Extracted records
— start —

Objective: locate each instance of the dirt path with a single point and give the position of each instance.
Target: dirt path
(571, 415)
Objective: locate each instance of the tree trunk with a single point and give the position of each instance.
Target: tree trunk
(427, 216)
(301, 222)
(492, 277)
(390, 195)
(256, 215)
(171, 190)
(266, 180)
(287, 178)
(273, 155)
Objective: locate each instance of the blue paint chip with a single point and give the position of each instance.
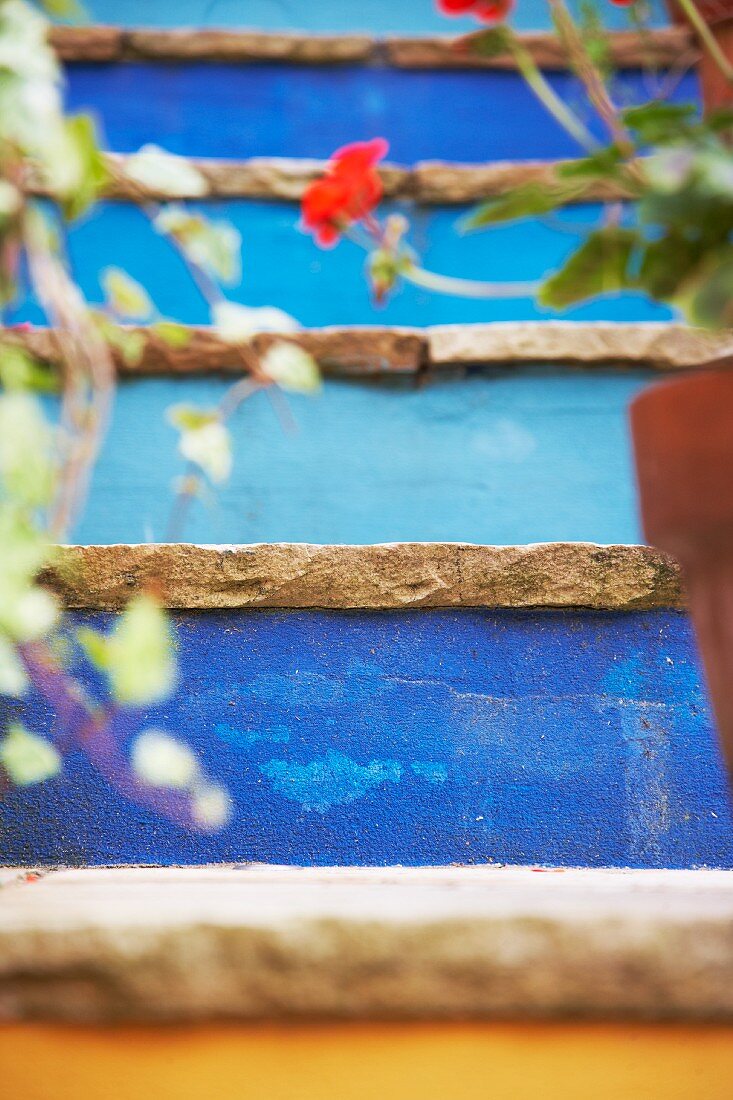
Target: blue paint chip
(331, 780)
(434, 772)
(243, 738)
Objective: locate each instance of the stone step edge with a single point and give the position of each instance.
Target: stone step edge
(285, 179)
(286, 943)
(663, 46)
(369, 351)
(402, 575)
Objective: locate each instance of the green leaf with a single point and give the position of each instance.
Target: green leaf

— end —

◆ **Problem to solve**
Reproduce the records exactly as they appear, from the line that contains "Objective: locate each instance of the tree" through the end of the records, leaving the pictures out of your answer.

◆ **Task answer**
Objective: locate each instance of the tree trunk with a single point and give the position of each instance.
Target: tree trunk
(427, 216)
(301, 222)
(492, 277)
(390, 195)
(256, 215)
(171, 190)
(266, 180)
(287, 178)
(273, 155)
Objective: locate each instance of the blue paint chip with a single point and give the position of each instance.
Target: blue paint chip
(331, 780)
(434, 772)
(243, 738)
Objective: locate each instance of the stone step edge with a single point and give the position of each instance.
Target: stone step edge
(285, 179)
(286, 943)
(663, 46)
(369, 351)
(402, 575)
Objective: locate each instance of the green leaf with a single point and give the position of each instance.
Target: green leaf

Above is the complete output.